*** Opening PASSAGE FOR REVIEW ***

Premenstrual Tension (PMT)
Premenstrual tension (PMT, premenstrual dysphoric disorder, premenstrual syndrome or PMS) may vary from a slight discomfort for a couple of hours before the onset of a woman’s menstrual period to a severely distressing condition.
During the two weeks leading up to a menstrual period, the body retains fluid. If the balance between the sex hormones oestrogen and progestogen is not quite right, an excessive amount of fluid may be retained in the pelvis, brain, breasts, hands and feet to cause gradually increasing discomfort in the pelvis and breasts, with swelling of the hands and feet, pounding headaches and depression. The worst sufferers will experience abdominal pain, swollen tender breasts, anxiety, irritability and clumsiness, and may be unable to concentrate, work or exercise effectively. The most severe form is known as premenstrual dysphoric disorder when symptoms seriously interfere with a woman’s lifestyle, mental and physical functioning, and relationships. Depression, very rarely severe enough to lead to suicide, and a psychosis that has been used in court as a defence for murder, can be extreme complications. The symptoms usually disappear within a few hours when the period starts.
The oral contraceptive pill or similar hormones can be used to regulate the hormonal balance and prevent excess fluid retention, and diuretics (tablets that remove fluid from the body) may be used alone or in combination with the contraceptive pill. Other medications that may be beneficial include antidepressants (eg: citalopram), vitamin B6, mefenamic acid, naproxen, indomethacin and evening primrose oil. Other approaches include a sensible balanced diet, and avoiding coffee, chocolate and rich foods in the two weeks before the period.
The majority of women can be helped adequately by good treatment.

*** Closing PASSAGE FOR REVIEW ***

- [TASKS]
a. Reproduce the section of the premenstrual tension text starting at "Premenstrual Tension (PMT)" and ending at "severely distressing condition.", word for word.
b. According to the premenstrual tension text, what foods should be avoided in the two weeks before a period?

*** Opening DATA SUPPLIED ***

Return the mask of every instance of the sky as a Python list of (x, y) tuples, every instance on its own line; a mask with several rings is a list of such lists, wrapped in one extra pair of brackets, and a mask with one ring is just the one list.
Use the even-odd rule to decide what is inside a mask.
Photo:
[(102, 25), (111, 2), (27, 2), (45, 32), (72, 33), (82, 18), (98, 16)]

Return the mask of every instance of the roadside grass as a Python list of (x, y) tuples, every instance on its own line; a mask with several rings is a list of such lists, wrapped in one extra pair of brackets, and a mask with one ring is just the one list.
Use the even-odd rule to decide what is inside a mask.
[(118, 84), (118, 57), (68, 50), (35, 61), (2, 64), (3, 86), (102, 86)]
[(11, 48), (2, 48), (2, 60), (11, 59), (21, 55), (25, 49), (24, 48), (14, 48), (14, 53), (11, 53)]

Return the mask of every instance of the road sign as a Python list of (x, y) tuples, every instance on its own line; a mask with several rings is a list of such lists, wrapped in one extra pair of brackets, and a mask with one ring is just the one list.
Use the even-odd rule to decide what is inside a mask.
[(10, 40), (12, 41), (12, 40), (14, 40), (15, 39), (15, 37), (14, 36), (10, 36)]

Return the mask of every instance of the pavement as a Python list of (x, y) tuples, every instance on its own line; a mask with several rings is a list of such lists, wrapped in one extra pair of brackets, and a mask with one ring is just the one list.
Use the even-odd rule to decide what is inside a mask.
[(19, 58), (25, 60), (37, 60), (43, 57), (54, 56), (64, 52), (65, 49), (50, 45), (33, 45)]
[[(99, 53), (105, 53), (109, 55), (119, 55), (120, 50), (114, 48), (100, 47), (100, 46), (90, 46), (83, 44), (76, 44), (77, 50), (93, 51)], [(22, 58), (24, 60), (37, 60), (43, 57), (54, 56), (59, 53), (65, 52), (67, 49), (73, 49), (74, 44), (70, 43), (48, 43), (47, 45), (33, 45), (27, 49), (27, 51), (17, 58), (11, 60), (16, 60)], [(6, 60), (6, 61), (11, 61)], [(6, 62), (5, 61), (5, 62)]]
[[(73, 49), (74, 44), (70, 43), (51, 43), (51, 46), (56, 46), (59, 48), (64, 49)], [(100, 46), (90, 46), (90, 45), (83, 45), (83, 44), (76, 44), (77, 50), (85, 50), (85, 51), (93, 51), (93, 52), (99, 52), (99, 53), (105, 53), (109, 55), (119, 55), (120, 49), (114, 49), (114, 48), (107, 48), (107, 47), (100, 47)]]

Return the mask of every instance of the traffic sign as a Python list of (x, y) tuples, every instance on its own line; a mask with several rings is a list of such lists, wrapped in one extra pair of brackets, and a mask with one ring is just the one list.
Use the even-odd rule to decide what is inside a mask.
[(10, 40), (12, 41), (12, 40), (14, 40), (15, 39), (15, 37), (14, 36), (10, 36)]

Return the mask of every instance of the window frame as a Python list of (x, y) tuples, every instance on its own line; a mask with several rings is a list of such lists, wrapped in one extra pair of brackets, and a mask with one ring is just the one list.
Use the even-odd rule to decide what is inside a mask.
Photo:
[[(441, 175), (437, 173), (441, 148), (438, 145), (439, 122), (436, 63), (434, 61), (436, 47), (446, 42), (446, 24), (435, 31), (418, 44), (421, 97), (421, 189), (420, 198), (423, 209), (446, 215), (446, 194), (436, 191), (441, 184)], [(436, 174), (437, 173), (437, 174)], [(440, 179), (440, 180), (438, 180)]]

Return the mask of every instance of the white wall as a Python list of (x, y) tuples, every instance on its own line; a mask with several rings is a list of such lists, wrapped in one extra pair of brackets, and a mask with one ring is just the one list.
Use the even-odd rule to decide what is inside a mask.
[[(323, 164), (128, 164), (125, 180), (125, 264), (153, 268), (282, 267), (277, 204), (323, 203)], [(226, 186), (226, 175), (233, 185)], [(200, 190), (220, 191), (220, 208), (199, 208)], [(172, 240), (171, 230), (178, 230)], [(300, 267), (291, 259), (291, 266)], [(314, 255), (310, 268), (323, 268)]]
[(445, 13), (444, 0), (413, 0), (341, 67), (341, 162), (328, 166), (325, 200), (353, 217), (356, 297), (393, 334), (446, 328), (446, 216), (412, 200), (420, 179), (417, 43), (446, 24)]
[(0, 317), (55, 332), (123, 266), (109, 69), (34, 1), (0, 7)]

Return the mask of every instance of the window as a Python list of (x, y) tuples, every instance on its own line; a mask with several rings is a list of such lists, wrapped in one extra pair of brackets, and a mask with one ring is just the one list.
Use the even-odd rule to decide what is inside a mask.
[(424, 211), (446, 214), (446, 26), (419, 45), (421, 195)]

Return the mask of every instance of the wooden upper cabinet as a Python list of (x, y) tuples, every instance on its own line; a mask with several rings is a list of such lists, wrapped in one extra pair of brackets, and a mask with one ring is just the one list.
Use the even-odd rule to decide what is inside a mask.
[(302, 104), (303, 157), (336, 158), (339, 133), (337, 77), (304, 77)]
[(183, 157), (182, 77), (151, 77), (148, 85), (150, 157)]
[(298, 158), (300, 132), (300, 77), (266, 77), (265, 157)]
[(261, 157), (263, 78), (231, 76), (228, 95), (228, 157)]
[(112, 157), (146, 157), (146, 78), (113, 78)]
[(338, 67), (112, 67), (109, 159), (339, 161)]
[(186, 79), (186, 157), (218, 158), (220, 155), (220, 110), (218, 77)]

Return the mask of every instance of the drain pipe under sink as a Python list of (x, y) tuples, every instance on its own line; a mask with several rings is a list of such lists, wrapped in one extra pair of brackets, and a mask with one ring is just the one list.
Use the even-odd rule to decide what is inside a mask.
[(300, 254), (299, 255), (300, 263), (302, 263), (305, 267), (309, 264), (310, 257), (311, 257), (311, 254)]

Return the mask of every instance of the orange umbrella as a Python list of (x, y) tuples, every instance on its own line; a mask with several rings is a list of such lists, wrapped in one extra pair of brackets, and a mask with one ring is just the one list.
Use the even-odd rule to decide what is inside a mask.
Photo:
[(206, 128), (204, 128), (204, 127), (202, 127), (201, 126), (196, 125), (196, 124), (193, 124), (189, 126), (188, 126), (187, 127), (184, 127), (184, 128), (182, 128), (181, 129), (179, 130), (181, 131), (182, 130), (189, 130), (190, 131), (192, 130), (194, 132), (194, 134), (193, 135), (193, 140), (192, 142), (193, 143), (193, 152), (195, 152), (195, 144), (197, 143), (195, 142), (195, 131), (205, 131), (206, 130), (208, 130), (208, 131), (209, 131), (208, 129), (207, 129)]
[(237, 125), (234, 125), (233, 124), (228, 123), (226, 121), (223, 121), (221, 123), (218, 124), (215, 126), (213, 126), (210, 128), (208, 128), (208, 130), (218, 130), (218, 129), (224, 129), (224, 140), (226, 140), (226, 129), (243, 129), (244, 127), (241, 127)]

*** Closing DATA SUPPLIED ***

- [RESPONSES TO THE EXERCISE]
a.
Premenstrual Tension (PMT)
Premenstrual tension (PMT, premenstrual dysphoric disorder, premenstrual syndrome or PMS) may vary from a slight discomfort for a couple of hours before the onset of a woman’s menstrual period to a severely distressing condition.

b. Coffee, chocolate and rich foods.